TASK GOAL: Extract the entries below word for word, from their first line up to and including the line with "top-left (330, 410), bottom-right (351, 445)".

PROVIDED MATERIAL:
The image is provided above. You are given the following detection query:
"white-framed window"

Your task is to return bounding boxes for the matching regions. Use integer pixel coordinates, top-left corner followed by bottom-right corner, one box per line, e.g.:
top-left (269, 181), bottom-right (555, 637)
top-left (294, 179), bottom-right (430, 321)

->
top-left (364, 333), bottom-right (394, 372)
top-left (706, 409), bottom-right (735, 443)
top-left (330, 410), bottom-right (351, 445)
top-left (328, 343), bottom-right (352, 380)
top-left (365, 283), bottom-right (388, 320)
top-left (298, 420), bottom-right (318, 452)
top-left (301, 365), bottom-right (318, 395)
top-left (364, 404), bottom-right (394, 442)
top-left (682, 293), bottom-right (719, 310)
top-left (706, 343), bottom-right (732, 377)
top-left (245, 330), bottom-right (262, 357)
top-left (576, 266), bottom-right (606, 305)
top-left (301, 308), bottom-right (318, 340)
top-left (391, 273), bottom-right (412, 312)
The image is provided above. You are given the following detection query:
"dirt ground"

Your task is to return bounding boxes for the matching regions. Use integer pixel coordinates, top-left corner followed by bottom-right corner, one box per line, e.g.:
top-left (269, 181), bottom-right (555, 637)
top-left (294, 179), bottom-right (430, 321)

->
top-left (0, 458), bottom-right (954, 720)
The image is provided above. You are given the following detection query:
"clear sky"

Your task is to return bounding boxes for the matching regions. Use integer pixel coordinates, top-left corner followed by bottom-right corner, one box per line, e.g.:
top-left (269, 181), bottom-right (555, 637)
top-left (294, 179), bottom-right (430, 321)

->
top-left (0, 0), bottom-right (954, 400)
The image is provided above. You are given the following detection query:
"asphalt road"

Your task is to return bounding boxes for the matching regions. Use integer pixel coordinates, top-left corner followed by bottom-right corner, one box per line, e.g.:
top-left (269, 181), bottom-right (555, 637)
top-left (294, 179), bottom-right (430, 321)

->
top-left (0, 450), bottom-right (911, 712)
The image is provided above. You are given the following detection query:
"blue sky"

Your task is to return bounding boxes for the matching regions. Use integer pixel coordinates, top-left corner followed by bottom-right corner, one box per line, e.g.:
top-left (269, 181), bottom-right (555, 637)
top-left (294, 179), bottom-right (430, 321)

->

FINAL RESULT:
The image is provided above. You are given the following detection query:
"white-framed window"

Your task is to return bounding boxes for the matching regions. Use integer pixel coordinates, top-left corner followed by bottom-right corner, one box per line, e.g.:
top-left (269, 181), bottom-right (555, 637)
top-left (294, 179), bottom-right (430, 321)

->
top-left (364, 333), bottom-right (394, 372)
top-left (706, 409), bottom-right (735, 443)
top-left (330, 410), bottom-right (351, 445)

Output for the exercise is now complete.